Extrait>
"""

2014 : un bon cru pour le jus

Aidé par une météo idéale et une base nucléaire-hydraulique stable, le système électrique français tire un bilan positif de l’année écoulée.
(Infographie Idé)
publié le 29 janvier 2015 à 17h46

Année chaude, année de bon jus. C'est l'adage du système électrique français, bien assis sur son socle nucléaire et hydraulique. Qu'est-ce qu'un bon jus ? Une électricité où l'offre s'adapte aisément à la demande, n'est pas chère et rejette très peu de CO2, ce gaz à effet de serre dont on veut limiter les émissions afin d'éviter de bousculer le climat planétaire. Un adage vérifié au plus haut point en 2014, année record de chaleur en moyenne annuelle en France métropolitaine comme au niveau mondial, d'après les statistiques révélées cette semaine par Réseau de transport d'électricité. RTE, c'est la filiale d'EDF chargée des lignes à haute tension mais aussi de l'équilibre entre l'offre et la demande de jus. Un équilibre à trouver chaque seconde et dans la durée. Et sans lequel tout le réseau électrique défaille.

De la douceur quasi permanente en hiver et un été frais où les climatiseurs sont restés à l'arrêt : l'année 2014 a offert une météo de rêve au système électrique hexagonal, le plus «thermosensible» d'Europe, souligne Dominique Maillard, le patron de RTE. Or, dès qu'il fait froid en hiver, chaque degré en moins appelle 2 400 mégawatts (MW) de plus, en raison de l'usage massif du chauffage électrique - présent dans un gros tiers des résidences, contre plus de 40% au gaz. C'est ainsi que le 8 février 2012 à 19 heures, la consommation a atteint un pic historique de 102 100 MW. Contre un petit 82 540 MW au maximum de l'année 2014, le 9 décembre.

Mais c’est toute l’année que les dispatcheurs d’EDF, situés à Saint-Denis (Seine-Saint-Denis), ont pu se friser les moustaches. Aucune alerte, même dans les péninsules électriques de Bretagne et de la Côte d’Azur, où la production ne couvre que très peu la consommation. Le résultat de cette météo clémente, c’est une consommation d’électricité de 456,3 térawatt-heure (TWh), la plus basse depuis 2002, en baisse de 6% sur 2013. Et très loin du record, 513,1 TWh, de 2012.

"""

Entrées d'un jeu de données de pointage:

"""

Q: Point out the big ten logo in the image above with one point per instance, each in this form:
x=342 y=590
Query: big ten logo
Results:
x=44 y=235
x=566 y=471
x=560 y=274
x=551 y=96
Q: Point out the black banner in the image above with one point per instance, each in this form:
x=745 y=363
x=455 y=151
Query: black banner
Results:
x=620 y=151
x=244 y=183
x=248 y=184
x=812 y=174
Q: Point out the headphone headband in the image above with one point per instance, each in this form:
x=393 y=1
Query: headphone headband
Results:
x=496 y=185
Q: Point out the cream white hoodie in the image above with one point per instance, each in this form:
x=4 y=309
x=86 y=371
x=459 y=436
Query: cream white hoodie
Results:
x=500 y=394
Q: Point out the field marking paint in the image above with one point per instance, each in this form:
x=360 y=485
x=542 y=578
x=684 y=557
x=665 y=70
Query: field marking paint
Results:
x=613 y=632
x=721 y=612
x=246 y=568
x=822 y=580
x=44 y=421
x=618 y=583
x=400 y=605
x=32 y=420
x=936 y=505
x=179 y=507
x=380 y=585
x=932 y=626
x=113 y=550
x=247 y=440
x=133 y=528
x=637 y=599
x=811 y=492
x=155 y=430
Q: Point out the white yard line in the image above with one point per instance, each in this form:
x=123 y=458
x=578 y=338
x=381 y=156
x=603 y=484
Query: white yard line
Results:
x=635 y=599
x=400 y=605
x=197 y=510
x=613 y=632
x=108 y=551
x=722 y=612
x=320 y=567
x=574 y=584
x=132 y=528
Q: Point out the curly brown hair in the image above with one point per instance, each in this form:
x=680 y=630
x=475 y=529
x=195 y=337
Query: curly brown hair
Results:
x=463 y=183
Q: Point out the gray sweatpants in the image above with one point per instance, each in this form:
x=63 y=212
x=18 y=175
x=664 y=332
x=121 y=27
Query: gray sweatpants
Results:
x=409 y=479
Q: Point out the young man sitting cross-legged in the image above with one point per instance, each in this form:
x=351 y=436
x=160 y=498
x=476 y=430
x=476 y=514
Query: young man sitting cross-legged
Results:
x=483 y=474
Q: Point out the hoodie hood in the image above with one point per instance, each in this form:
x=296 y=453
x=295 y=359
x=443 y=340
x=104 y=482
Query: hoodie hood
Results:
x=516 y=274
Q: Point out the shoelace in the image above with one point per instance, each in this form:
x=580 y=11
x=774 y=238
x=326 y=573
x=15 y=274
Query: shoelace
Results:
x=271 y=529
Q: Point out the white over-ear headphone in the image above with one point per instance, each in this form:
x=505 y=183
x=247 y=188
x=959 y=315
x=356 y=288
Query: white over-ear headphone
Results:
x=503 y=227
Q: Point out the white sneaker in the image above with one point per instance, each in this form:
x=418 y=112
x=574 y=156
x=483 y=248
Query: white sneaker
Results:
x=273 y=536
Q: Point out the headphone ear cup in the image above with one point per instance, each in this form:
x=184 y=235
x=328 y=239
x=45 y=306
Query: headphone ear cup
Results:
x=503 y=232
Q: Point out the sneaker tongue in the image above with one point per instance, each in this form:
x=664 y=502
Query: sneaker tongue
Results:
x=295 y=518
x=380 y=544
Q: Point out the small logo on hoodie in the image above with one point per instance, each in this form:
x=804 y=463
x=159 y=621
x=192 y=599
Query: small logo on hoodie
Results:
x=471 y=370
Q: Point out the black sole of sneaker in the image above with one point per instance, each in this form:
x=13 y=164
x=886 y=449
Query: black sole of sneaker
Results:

"""

Consigne> Recopie mot pour mot le passage de l'extrait qui commence à « Année chaude, année » et se termine à « réseau électrique défaille. ».

Réponse>
Année chaude, année de bon jus. C'est l'adage du système électrique français, bien assis sur son socle nucléaire et hydraulique. Qu'est-ce qu'un bon jus ? Une électricité où l'offre s'adapte aisément à la demande, n'est pas chère et rejette très peu de CO2, ce gaz à effet de serre dont on veut limiter les émissions afin d'éviter de bousculer le climat planétaire. Un adage vérifié au plus haut point en 2014, année record de chaleur en moyenne annuelle en France métropolitaine comme au niveau mondial, d'après les statistiques révélées cette semaine par Réseau de transport d'électricité. RTE, c'est la filiale d'EDF chargée des lignes à haute tension mais aussi de l'équilibre entre l'offre et la demande de jus. Un équilibre à trouver chaque seconde et dans la durée. Et sans lequel tout le réseau électrique défaille.